§ Assignment
Write each entry out again, exactly as it is written.

╭──

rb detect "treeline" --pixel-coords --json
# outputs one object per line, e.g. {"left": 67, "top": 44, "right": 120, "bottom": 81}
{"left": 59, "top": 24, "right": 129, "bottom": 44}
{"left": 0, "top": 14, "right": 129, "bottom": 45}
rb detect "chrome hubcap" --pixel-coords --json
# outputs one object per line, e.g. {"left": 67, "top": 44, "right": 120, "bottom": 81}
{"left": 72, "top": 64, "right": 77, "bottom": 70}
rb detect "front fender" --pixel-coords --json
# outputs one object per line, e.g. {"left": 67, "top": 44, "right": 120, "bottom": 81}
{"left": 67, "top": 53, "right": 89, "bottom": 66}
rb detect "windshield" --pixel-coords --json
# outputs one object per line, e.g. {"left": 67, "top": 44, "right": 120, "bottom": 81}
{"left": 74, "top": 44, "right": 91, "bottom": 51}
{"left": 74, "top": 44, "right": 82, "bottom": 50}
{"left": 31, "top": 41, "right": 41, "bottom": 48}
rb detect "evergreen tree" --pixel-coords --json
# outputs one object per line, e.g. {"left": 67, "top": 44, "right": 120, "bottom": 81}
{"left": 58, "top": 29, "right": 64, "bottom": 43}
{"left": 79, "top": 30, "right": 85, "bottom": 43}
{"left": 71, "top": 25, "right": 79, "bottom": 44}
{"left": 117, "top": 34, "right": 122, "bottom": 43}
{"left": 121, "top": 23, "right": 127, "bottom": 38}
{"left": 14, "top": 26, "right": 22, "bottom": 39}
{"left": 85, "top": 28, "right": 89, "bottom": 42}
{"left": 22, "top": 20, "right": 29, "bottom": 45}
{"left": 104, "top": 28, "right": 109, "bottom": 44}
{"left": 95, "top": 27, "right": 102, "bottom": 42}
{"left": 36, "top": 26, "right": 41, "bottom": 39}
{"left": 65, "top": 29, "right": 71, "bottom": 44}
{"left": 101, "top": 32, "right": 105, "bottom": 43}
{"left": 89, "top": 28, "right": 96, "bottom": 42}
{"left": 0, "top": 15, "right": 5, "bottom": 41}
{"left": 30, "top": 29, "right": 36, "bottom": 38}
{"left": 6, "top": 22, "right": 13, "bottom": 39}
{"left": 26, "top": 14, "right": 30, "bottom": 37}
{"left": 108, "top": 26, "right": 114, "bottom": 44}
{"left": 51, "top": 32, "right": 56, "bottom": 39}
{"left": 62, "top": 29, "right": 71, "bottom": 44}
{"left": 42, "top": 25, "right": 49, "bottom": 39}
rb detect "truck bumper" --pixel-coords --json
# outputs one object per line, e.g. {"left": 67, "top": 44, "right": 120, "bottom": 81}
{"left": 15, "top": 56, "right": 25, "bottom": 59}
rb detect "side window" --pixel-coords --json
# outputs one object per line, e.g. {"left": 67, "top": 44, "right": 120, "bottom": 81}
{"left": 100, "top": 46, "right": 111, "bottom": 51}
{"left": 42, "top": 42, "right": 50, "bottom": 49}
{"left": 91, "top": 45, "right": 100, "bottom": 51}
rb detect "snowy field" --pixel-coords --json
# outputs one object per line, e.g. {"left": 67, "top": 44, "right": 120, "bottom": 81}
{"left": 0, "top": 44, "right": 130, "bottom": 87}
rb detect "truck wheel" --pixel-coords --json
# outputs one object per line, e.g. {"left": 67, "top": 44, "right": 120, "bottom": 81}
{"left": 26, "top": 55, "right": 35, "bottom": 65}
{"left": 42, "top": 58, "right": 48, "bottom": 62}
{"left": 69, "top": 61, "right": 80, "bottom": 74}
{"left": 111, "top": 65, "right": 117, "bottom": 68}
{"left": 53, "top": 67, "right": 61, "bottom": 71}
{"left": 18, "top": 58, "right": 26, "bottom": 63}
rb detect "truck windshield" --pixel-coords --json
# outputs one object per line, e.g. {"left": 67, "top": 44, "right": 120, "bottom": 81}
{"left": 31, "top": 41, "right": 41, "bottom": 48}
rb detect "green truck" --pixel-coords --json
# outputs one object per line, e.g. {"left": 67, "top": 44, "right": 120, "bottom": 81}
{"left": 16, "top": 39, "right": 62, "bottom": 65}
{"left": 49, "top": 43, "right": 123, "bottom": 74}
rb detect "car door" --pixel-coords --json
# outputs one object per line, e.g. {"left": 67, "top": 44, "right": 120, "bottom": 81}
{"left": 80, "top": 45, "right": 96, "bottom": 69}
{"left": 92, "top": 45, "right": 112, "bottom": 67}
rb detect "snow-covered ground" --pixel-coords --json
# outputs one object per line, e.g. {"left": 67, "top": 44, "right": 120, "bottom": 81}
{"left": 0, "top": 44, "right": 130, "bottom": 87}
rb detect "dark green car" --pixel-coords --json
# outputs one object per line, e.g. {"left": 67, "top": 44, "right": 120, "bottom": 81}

╰──

§ Response to the exercise
rb detect "treeline" --pixel-coords --json
# outputs one object per line, e.g. {"left": 67, "top": 44, "right": 120, "bottom": 81}
{"left": 59, "top": 24, "right": 129, "bottom": 44}
{"left": 0, "top": 14, "right": 129, "bottom": 45}
rb detect "chrome hubcap" --pixel-coords --json
# outputs one object per line, e.g. {"left": 67, "top": 44, "right": 120, "bottom": 81}
{"left": 72, "top": 64, "right": 77, "bottom": 70}
rb detect "front fender" --pixel-coords --json
# outputs one object per line, e.g. {"left": 67, "top": 44, "right": 120, "bottom": 81}
{"left": 67, "top": 53, "right": 89, "bottom": 66}
rb detect "windshield" --pixel-coords --json
# outputs one object per line, e.g. {"left": 67, "top": 44, "right": 120, "bottom": 81}
{"left": 74, "top": 44, "right": 91, "bottom": 51}
{"left": 74, "top": 44, "right": 82, "bottom": 50}
{"left": 31, "top": 41, "right": 41, "bottom": 48}
rb detect "evergreen tree" --pixel-coords --json
# outputs one object per line, e.g. {"left": 67, "top": 44, "right": 120, "bottom": 81}
{"left": 58, "top": 29, "right": 64, "bottom": 43}
{"left": 79, "top": 30, "right": 85, "bottom": 43}
{"left": 71, "top": 25, "right": 79, "bottom": 44}
{"left": 117, "top": 34, "right": 122, "bottom": 43}
{"left": 121, "top": 23, "right": 127, "bottom": 38}
{"left": 14, "top": 26, "right": 22, "bottom": 39}
{"left": 85, "top": 28, "right": 89, "bottom": 42}
{"left": 22, "top": 20, "right": 29, "bottom": 45}
{"left": 104, "top": 28, "right": 109, "bottom": 44}
{"left": 95, "top": 27, "right": 102, "bottom": 42}
{"left": 36, "top": 26, "right": 41, "bottom": 39}
{"left": 65, "top": 29, "right": 71, "bottom": 44}
{"left": 101, "top": 32, "right": 105, "bottom": 43}
{"left": 89, "top": 28, "right": 96, "bottom": 42}
{"left": 0, "top": 15, "right": 5, "bottom": 41}
{"left": 30, "top": 29, "right": 36, "bottom": 38}
{"left": 6, "top": 22, "right": 13, "bottom": 39}
{"left": 26, "top": 14, "right": 30, "bottom": 37}
{"left": 108, "top": 26, "right": 114, "bottom": 44}
{"left": 51, "top": 32, "right": 56, "bottom": 39}
{"left": 62, "top": 29, "right": 71, "bottom": 44}
{"left": 42, "top": 25, "right": 49, "bottom": 39}
rb detect "truck bumper" --pixel-coords --json
# outputs one object per line, e.g. {"left": 67, "top": 44, "right": 120, "bottom": 81}
{"left": 15, "top": 56, "right": 25, "bottom": 59}
rb detect "side window" --pixel-coords --json
# outputs one object per line, e.g. {"left": 67, "top": 44, "right": 120, "bottom": 81}
{"left": 100, "top": 46, "right": 111, "bottom": 51}
{"left": 42, "top": 42, "right": 50, "bottom": 49}
{"left": 91, "top": 45, "right": 100, "bottom": 51}
rb detect "snowy field" --pixel-coords --json
# outputs one object per line, e.g. {"left": 67, "top": 44, "right": 120, "bottom": 81}
{"left": 0, "top": 44, "right": 130, "bottom": 87}
rb detect "truck wheel" --pixel-coords --json
# outputs one object per line, e.g. {"left": 67, "top": 44, "right": 120, "bottom": 81}
{"left": 26, "top": 55, "right": 35, "bottom": 65}
{"left": 42, "top": 58, "right": 48, "bottom": 62}
{"left": 69, "top": 61, "right": 80, "bottom": 74}
{"left": 111, "top": 65, "right": 117, "bottom": 68}
{"left": 53, "top": 67, "right": 61, "bottom": 71}
{"left": 18, "top": 58, "right": 26, "bottom": 63}
rb detect "truck windshield" --pixel-coords --json
# outputs one object per line, e.g. {"left": 67, "top": 44, "right": 120, "bottom": 81}
{"left": 31, "top": 41, "right": 41, "bottom": 48}
rb detect "green truck" --pixel-coords --json
# outputs one object per line, e.g. {"left": 67, "top": 44, "right": 120, "bottom": 81}
{"left": 16, "top": 39, "right": 62, "bottom": 65}
{"left": 49, "top": 43, "right": 123, "bottom": 74}
rb detect "car door" --pixel-coords --json
# outputs one object per line, e.g. {"left": 67, "top": 44, "right": 120, "bottom": 81}
{"left": 80, "top": 45, "right": 96, "bottom": 69}
{"left": 92, "top": 45, "right": 112, "bottom": 67}
rb detect "snow-covered ground" --pixel-coords --json
# outputs one object per line, e.g. {"left": 67, "top": 44, "right": 120, "bottom": 81}
{"left": 0, "top": 44, "right": 130, "bottom": 87}
rb detect "dark green car" --pixel-coords --json
# outputs one object per line, e.g. {"left": 67, "top": 44, "right": 120, "bottom": 81}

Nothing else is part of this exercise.